[[ Data records open ]]

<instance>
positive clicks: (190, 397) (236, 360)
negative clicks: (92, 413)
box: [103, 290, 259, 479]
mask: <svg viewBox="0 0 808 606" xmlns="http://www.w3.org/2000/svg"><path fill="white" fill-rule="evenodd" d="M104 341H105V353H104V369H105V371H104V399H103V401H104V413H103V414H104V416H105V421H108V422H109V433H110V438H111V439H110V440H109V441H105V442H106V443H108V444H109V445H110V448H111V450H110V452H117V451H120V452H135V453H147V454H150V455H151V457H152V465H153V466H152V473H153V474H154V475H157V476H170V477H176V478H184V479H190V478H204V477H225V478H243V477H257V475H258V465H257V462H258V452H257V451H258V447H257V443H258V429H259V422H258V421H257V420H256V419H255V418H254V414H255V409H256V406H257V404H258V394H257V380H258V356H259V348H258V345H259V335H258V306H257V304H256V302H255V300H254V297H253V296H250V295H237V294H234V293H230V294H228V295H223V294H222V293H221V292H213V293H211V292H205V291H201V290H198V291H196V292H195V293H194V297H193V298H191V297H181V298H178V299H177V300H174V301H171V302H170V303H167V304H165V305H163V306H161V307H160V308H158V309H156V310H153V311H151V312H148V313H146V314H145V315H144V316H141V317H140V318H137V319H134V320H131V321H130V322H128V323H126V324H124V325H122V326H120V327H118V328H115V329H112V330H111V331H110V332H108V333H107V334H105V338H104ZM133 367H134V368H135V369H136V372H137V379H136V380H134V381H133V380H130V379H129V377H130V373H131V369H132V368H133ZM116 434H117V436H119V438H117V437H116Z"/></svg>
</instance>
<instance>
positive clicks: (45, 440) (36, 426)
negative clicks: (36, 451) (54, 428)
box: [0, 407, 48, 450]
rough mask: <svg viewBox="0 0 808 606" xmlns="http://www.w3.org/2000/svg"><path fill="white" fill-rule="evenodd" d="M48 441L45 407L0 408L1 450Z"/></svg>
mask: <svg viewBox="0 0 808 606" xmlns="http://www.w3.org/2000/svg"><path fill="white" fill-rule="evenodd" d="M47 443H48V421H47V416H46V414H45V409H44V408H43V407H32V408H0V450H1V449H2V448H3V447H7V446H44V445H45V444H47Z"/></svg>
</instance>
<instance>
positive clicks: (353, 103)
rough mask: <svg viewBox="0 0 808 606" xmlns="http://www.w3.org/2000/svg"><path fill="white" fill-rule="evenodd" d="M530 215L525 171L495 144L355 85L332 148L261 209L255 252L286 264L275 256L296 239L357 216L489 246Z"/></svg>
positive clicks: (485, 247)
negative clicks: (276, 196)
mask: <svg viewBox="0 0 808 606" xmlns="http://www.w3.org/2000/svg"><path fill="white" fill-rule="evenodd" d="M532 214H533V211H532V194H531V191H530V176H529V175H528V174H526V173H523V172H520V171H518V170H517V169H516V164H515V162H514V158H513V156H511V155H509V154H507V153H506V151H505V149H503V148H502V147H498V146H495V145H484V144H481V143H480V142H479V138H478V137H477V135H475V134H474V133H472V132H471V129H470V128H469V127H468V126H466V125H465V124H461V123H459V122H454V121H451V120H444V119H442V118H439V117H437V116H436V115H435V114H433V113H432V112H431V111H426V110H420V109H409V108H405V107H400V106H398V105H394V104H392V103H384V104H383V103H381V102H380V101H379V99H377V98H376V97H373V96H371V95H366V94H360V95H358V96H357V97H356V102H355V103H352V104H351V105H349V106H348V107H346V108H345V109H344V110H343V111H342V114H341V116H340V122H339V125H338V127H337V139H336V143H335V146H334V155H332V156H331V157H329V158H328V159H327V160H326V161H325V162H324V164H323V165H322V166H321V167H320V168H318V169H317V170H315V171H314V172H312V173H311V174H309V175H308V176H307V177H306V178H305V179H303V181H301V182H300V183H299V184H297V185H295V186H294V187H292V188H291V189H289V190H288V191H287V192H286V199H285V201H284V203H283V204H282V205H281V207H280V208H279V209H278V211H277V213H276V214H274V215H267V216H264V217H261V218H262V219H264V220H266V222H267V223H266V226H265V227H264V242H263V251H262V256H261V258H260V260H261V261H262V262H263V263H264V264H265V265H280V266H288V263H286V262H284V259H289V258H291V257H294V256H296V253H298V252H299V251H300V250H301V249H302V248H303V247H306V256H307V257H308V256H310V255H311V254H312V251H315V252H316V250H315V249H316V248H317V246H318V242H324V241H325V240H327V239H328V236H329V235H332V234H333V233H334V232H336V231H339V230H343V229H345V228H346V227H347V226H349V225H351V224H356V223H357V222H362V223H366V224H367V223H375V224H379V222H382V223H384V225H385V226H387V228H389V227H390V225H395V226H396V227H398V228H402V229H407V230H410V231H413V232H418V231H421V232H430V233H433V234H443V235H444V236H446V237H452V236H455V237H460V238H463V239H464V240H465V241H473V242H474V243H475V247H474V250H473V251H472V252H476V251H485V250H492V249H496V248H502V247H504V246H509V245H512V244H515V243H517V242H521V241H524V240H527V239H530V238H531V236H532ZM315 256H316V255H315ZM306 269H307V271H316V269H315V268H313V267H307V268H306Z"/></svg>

[[ Data records closed ]]

Task objective:
Print all of the data above again, line for line and without any changes.

Written answer:
<instance>
positive clicks: (190, 397) (236, 360)
negative clicks: (92, 413)
box: [103, 290, 259, 479]
mask: <svg viewBox="0 0 808 606" xmlns="http://www.w3.org/2000/svg"><path fill="white" fill-rule="evenodd" d="M104 341H105V353H104V369H105V371H104V399H103V401H104V413H103V414H104V416H105V421H108V422H109V433H110V438H111V439H110V440H109V441H105V442H106V443H108V444H109V445H110V448H111V450H110V452H117V451H120V452H135V453H147V454H150V455H151V457H152V465H153V466H152V473H153V474H154V475H157V476H170V477H176V478H184V479H190V478H204V477H225V478H243V477H257V475H258V465H257V462H258V452H257V451H258V447H257V443H258V429H259V422H258V421H257V420H256V419H255V418H254V414H255V409H256V406H257V404H258V394H257V380H258V356H259V348H258V345H259V335H258V306H257V304H256V302H255V300H254V297H253V296H250V295H237V294H234V293H230V294H228V295H223V294H222V293H221V292H213V293H211V292H205V291H201V290H198V291H196V292H195V293H194V297H193V298H191V297H181V298H178V299H177V300H174V301H171V302H170V303H167V304H165V305H163V306H161V307H160V308H158V309H156V310H153V311H151V312H148V313H146V314H145V315H144V316H141V317H140V318H137V319H134V320H131V321H130V322H128V323H126V324H124V325H122V326H120V327H118V328H115V329H112V330H111V331H110V332H108V333H107V334H105V338H104ZM133 367H134V368H135V369H136V372H137V379H136V380H134V381H133V380H130V379H129V377H130V373H131V369H132V368H133ZM116 434H117V436H119V438H117V437H116Z"/></svg>
</instance>
<instance>
positive clicks: (45, 440) (36, 426)
negative clicks: (36, 451) (54, 428)
box: [0, 407, 48, 450]
rough mask: <svg viewBox="0 0 808 606" xmlns="http://www.w3.org/2000/svg"><path fill="white" fill-rule="evenodd" d="M48 441L45 407L0 408L1 450Z"/></svg>
mask: <svg viewBox="0 0 808 606" xmlns="http://www.w3.org/2000/svg"><path fill="white" fill-rule="evenodd" d="M47 443H48V421H47V416H46V414H45V409H44V408H43V407H32V408H0V450H1V449H2V448H3V447H7V446H44V445H45V444H47Z"/></svg>
</instance>
<instance>
positive clicks: (353, 103)
rough mask: <svg viewBox="0 0 808 606" xmlns="http://www.w3.org/2000/svg"><path fill="white" fill-rule="evenodd" d="M530 215L525 171L495 144L355 85L332 148L261 209L255 252L286 264L275 256L296 239L357 216L489 246Z"/></svg>
positive clicks: (485, 247)
negative clicks: (276, 196)
mask: <svg viewBox="0 0 808 606" xmlns="http://www.w3.org/2000/svg"><path fill="white" fill-rule="evenodd" d="M532 214H533V211H532V194H531V191H530V176H529V175H528V174H526V173H523V172H520V171H518V170H517V169H516V164H515V162H514V158H513V156H511V155H509V154H507V153H506V151H505V149H503V148H502V147H498V146H495V145H484V144H481V143H480V142H479V138H478V137H477V135H475V134H474V133H472V132H471V129H470V128H469V127H468V126H466V125H465V124H461V123H459V122H454V121H451V120H444V119H442V118H439V117H437V116H436V115H435V114H433V113H432V112H431V111H426V110H420V109H409V108H405V107H400V106H398V105H394V104H392V103H384V104H383V103H381V102H380V101H379V99H377V98H376V97H373V96H371V95H366V94H360V95H358V96H357V97H356V102H355V103H352V104H351V105H349V106H348V107H346V108H345V109H344V110H343V111H342V114H341V116H340V122H339V125H338V127H337V139H336V143H335V146H334V155H332V156H331V157H329V158H328V159H327V160H326V161H325V162H324V164H323V165H322V166H321V167H320V168H318V169H317V170H315V171H314V172H312V173H311V174H309V175H308V176H307V177H306V178H305V179H303V181H301V182H300V183H299V184H297V185H295V186H294V187H292V188H291V189H289V190H288V191H287V192H286V199H285V201H284V203H283V204H282V205H281V207H280V208H279V209H278V211H277V213H276V214H274V215H267V216H264V217H261V218H262V219H264V220H266V222H267V223H266V226H265V227H264V242H263V251H262V256H261V258H260V260H261V261H262V262H263V263H264V264H265V265H280V266H288V263H286V262H284V259H289V258H291V257H294V256H296V253H298V252H299V251H300V250H301V249H302V248H303V247H306V256H307V257H308V256H310V255H311V254H312V251H315V252H316V250H315V249H316V248H317V246H318V242H324V241H325V240H327V239H328V236H329V235H332V234H333V233H334V232H336V231H339V230H343V229H345V228H346V227H347V226H349V225H351V224H356V223H357V222H362V223H366V224H367V223H375V224H379V222H382V223H384V225H385V226H387V228H389V227H390V225H395V226H396V227H398V228H402V229H407V230H410V231H413V232H418V231H421V232H430V233H433V234H443V235H444V236H446V237H452V236H455V237H460V238H463V239H464V240H465V241H473V242H474V243H475V247H474V250H473V251H472V252H476V251H485V250H492V249H496V248H502V247H504V246H509V245H512V244H515V243H517V242H521V241H524V240H527V239H530V238H531V236H532ZM315 256H316V255H315ZM306 269H307V271H316V269H315V268H313V267H307V268H306Z"/></svg>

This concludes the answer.